## Given text
»»

Prince unintentionally overdosed on a combination of fentanyl and the similar, though less-powerful opioid, U-47700 on April 16, 2016. Then, on October 22, 2017, Tom Petty experienced fatal cardiopulmonary arrest after taking a cocktail of medications that included fentanyl, oxycodone, alprazolam (e.g., Xanax), temazepam (e.g., Restoril) and citalopram (e.g., Celexa).

Both men had legitimate needs for prescription painkillers. Prince suffered from arthritis and a degenerative hip condition brought on by decades of energetic stage shows. Petty had a fractured hip bone that he endured without seeking surgical repair while completing a tour that lasted most of his last year of life.

But both men also appear to have suffered from the irresponsible prescribing and dispensing of addictive, and all-too-often deadly, medications.

Overdoses on fentanyl, oxycodone, hydrocodone and the street drug equivalent of those medications, heroin, claim an estimated 90-100 lives across the United States each day. The crisis has been building for 20 years, and I began sounding the alarm about fentanyl in particular as early as 2008.

Morphine, the baseline opioid painkiller, has legitimate therapeutic uses. So do fentanyl and oxycodone and the rest of the drugs in the class. But fentanyl can be as much as 100 times more potent than morphine. Physicians must dose it carefully. Pharmacists must monitor for abuse and diversion of fentanyl. Patients should be cautious, especially while using fentanyl along with other sedating medications like alprazolam.

In light of the overwhelming evidence that none of this was happening with sufficient frequency, my Virginia Beach dangerous drug attorney colleagues and I sent an open letter to the FDA commissioner in June 3, 2010, urging that the agency enforce the following requirements:

 

  1. Prescription of any fentanyl pain patch [e.g., Duragesic] must only be administered for terminal illness or terminal cancer patients, or
  2. Prescription of any fentanyl pain patch must only be supervised and handled by either hospital staff, or home health care nurse (e.g., patients not authorized to remove or handle patches), and
  3. Strongly suggest the use of any other less powerful pain medication in the case of nonterminal/cancer patient pain control.

««

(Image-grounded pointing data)
»»

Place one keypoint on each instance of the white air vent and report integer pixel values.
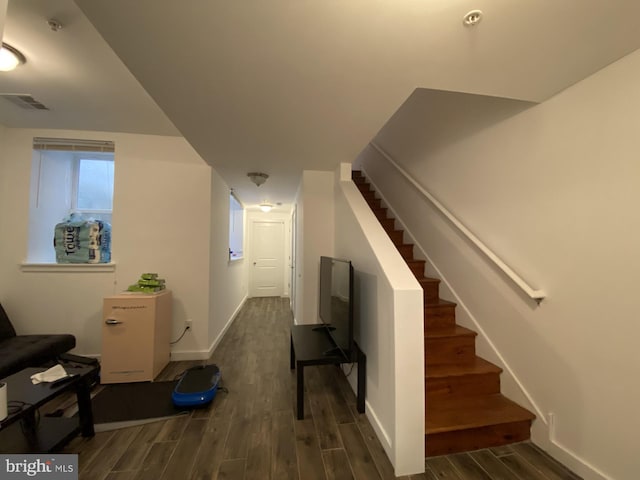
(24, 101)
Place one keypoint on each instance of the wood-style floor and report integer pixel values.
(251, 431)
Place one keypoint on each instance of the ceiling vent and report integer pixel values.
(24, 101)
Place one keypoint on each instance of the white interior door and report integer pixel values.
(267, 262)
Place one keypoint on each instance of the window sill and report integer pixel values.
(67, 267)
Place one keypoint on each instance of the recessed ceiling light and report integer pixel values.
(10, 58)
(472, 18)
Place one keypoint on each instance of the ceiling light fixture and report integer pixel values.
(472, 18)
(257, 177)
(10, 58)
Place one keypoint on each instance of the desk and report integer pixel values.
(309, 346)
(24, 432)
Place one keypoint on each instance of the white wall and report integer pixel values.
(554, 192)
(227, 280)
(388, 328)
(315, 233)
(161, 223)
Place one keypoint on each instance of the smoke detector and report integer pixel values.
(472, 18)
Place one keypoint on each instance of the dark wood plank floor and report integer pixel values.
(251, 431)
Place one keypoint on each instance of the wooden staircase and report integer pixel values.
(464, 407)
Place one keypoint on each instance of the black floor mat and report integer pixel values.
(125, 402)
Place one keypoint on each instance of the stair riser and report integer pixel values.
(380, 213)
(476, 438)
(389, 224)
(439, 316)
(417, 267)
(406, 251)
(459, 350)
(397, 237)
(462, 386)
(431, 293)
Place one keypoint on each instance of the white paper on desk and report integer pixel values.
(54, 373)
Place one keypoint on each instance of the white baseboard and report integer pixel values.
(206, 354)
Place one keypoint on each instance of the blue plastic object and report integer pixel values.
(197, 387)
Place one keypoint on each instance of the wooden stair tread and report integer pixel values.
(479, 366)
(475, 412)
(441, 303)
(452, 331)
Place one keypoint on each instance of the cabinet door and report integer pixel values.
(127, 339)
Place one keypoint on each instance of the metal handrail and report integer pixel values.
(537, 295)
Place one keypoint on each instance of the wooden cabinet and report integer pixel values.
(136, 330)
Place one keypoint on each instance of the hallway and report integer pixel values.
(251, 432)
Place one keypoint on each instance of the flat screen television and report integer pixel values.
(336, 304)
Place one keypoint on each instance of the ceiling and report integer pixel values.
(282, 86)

««

## Exercise
Continue the article about fentanyl overdoses, starting right after its final line. These rows were taken from a different source than the text.

## Reply to the exercise
Such restrictions were not enacted. This situation, described in a January 20, 2018, Politico call to action, persists:

The opioid epidemic has also made some pharmaceutical companies very rich, a real barrier to getting the industry to buy into change. Sales of prescription opioids almost quadrupled between 1999 and 2014 as the number of prescriptions soared. By 2010, there were more than eight opioid prescriptions for every 10 people. Purdue Pharma, the makers of OxyContin, have sold more than $25 billion worth of the drug in the past decade.
Meanwhile, more than 250,000 people died from opioid overdoses in the past decade. Some projections say that could double in the decade ahead, under worst-case scenarios.

Blame for the lack of regulatory and health industry action to address the opioid crisis — and, in particular, the fentanyl crisis — should be shared widely. Problems went largely ignored during the 16 years that George W. Bush and Barack Obama controlled health policy. While Trump administration officials have declared opioid overprescribing, illegal diversion, abuse and overdoses a national emergency, few actual steps have been taken. Further, almost no additional funds have been allocated to bolster federal anti-opioid programs already in place.

I mourn each needless loss of life to an opioid. The one hope now is that high-profile tragedies such as the deaths of Prince and Tom Petty will prompt changes that save others’ lives.